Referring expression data
· · · ·

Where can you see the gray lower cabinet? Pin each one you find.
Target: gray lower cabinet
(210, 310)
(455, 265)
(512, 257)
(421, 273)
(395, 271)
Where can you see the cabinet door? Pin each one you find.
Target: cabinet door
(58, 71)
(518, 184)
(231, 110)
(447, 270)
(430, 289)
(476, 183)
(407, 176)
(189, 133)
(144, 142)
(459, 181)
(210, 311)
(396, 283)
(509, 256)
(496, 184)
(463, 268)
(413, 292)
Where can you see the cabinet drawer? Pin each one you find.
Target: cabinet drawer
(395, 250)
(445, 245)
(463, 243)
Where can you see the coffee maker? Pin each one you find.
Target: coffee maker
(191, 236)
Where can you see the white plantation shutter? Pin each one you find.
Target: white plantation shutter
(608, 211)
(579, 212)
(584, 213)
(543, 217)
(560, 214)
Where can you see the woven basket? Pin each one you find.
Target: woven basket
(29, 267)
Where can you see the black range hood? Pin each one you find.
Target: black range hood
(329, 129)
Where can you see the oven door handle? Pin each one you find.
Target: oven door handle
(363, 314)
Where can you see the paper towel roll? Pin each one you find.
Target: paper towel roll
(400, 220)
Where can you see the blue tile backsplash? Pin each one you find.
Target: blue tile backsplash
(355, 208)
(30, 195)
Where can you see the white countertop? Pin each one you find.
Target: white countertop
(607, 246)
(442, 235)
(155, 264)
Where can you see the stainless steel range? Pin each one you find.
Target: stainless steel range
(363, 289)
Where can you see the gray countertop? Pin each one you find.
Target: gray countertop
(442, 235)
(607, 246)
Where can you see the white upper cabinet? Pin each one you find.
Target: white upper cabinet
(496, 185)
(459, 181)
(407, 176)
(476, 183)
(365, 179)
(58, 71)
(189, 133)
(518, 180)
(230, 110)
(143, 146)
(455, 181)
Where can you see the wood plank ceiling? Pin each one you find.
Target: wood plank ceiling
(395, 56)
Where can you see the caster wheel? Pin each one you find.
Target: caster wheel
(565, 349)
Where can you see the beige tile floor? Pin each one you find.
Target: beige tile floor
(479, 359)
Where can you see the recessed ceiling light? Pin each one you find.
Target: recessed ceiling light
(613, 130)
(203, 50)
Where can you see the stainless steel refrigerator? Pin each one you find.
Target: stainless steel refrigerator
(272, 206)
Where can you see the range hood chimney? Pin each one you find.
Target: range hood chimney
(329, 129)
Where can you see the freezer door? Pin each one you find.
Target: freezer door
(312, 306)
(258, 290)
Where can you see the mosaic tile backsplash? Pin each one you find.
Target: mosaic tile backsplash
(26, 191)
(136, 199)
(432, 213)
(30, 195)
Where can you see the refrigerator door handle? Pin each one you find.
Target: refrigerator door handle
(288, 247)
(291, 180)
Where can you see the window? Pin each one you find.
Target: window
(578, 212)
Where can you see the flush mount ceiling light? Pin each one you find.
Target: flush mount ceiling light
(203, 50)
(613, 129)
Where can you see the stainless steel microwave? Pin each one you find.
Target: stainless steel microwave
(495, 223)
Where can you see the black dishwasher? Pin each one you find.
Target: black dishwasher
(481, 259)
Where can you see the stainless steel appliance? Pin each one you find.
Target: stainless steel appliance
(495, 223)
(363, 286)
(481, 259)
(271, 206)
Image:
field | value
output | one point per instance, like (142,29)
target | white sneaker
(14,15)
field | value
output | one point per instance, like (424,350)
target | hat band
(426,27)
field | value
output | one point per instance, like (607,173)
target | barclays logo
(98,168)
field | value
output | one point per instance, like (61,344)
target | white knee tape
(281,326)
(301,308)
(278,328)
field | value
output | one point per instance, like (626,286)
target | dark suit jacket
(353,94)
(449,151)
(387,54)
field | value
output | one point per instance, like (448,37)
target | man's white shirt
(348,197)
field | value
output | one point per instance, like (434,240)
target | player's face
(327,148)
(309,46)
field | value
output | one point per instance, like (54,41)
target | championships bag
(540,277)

· · · ·

__Problem to solve__
When you reach the line with "Target: gray countertop" in the records above, start writing out lines exactly, and stop once the line with "Where can you see the recessed" has been written; include nothing else.

__Solution to this exercise__
Target: gray countertop
(442, 235)
(607, 246)
Where can you see the white upper cabinet? Pin each one you find.
Target: white upper cabinet
(496, 185)
(459, 181)
(407, 176)
(476, 183)
(365, 179)
(58, 71)
(189, 133)
(518, 180)
(230, 110)
(143, 146)
(455, 181)
Where can you see the wood plank ceiling? Pin each one you find.
Target: wood plank ceiling
(395, 56)
Where can you see the caster wheel? Pin each one you find.
Target: caster wheel
(565, 349)
Where can you see the beige tile floor? Pin each one you find.
Target: beige tile floor
(479, 359)
Where can you see the recessed ceiling light? Pin each one you find.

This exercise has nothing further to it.